Starting at the line with "locate brown sunflower" and running through the end of the material, change "highway road" to "motorway" and leave everything else as it is. Write out those lines without the pictures.

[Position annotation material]

** START **

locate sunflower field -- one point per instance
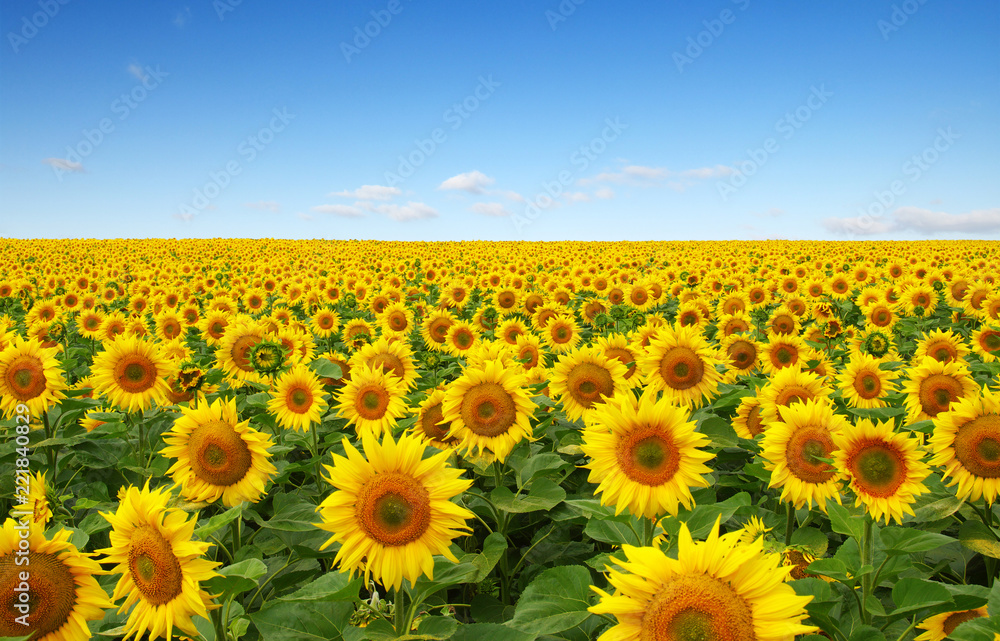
(320, 440)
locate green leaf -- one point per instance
(979, 538)
(903, 540)
(556, 600)
(332, 586)
(218, 521)
(490, 632)
(544, 495)
(303, 621)
(843, 522)
(238, 577)
(912, 594)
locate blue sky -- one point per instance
(500, 120)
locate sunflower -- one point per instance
(749, 421)
(30, 375)
(583, 378)
(297, 399)
(940, 626)
(561, 333)
(392, 509)
(63, 593)
(794, 451)
(395, 357)
(884, 468)
(966, 442)
(933, 386)
(434, 329)
(161, 568)
(718, 589)
(372, 400)
(488, 409)
(218, 456)
(644, 455)
(788, 386)
(680, 362)
(863, 384)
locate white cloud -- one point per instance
(137, 71)
(264, 205)
(409, 211)
(490, 209)
(63, 164)
(370, 192)
(347, 211)
(474, 182)
(920, 220)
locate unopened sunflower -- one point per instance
(392, 509)
(217, 455)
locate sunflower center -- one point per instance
(488, 409)
(25, 378)
(153, 567)
(51, 595)
(697, 608)
(867, 385)
(373, 401)
(648, 456)
(681, 368)
(393, 509)
(218, 454)
(588, 382)
(878, 469)
(977, 446)
(937, 392)
(803, 454)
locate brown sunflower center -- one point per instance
(25, 377)
(805, 448)
(372, 402)
(51, 595)
(588, 382)
(681, 368)
(393, 509)
(867, 385)
(937, 392)
(877, 467)
(977, 446)
(697, 608)
(218, 454)
(153, 567)
(488, 409)
(648, 456)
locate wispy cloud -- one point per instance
(920, 220)
(370, 192)
(347, 211)
(63, 164)
(474, 182)
(490, 209)
(264, 205)
(409, 211)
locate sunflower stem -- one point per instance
(789, 523)
(867, 555)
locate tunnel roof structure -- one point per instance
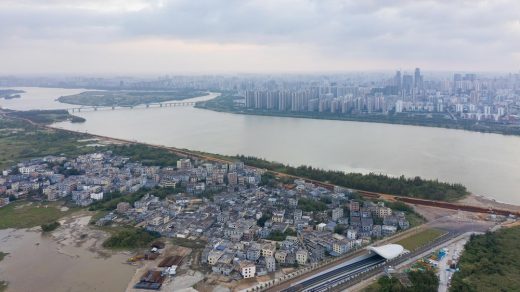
(389, 251)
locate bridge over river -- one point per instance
(141, 106)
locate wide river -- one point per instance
(488, 164)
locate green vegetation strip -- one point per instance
(411, 187)
(26, 215)
(421, 281)
(419, 239)
(129, 238)
(20, 141)
(490, 262)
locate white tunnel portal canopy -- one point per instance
(388, 251)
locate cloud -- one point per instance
(443, 34)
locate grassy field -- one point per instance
(417, 240)
(27, 214)
(490, 262)
(21, 141)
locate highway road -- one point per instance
(323, 280)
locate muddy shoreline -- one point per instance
(70, 258)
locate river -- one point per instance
(63, 261)
(488, 164)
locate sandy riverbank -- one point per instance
(69, 259)
(480, 201)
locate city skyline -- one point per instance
(161, 37)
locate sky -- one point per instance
(257, 36)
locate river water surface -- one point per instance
(488, 164)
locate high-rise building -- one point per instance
(397, 80)
(407, 84)
(418, 80)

** END **

> [ANSWER]:
locate brown sunflower center -- one point per instance
(25, 377)
(805, 448)
(372, 402)
(51, 595)
(588, 382)
(681, 368)
(393, 509)
(867, 385)
(937, 392)
(877, 467)
(977, 446)
(697, 608)
(218, 454)
(153, 567)
(488, 409)
(648, 456)
locate wispy cloud -- one point per instance
(920, 220)
(370, 192)
(347, 211)
(63, 164)
(474, 182)
(490, 209)
(264, 205)
(409, 211)
locate sunflower stem -- one point per instance
(789, 523)
(867, 555)
locate tunnel roof structure -- one point per instance
(389, 251)
locate bridge over river -- one point per instance
(141, 106)
locate wide river -- one point per instance
(488, 164)
locate green vegetation strip -- one point per instance
(411, 187)
(26, 215)
(421, 281)
(419, 239)
(129, 238)
(20, 141)
(490, 262)
locate white tunnel portal canopy -- one point per instance
(388, 251)
locate cloud -- one point per instance
(443, 34)
locate grassy field -- one point per instance
(417, 240)
(27, 214)
(490, 262)
(21, 141)
locate motorway -- one point per instance
(323, 280)
locate muddy shoreline -- one point per instance
(70, 258)
locate river -- one point per instance
(63, 261)
(488, 164)
locate sandy riverbank -- one point per instance
(69, 259)
(480, 201)
locate city skyline -- one point per instance
(161, 37)
locate sky -- one point per instance
(257, 36)
locate river water surface -- one point per instance
(488, 164)
locate high-rise building -- one point per instance
(397, 80)
(407, 84)
(418, 80)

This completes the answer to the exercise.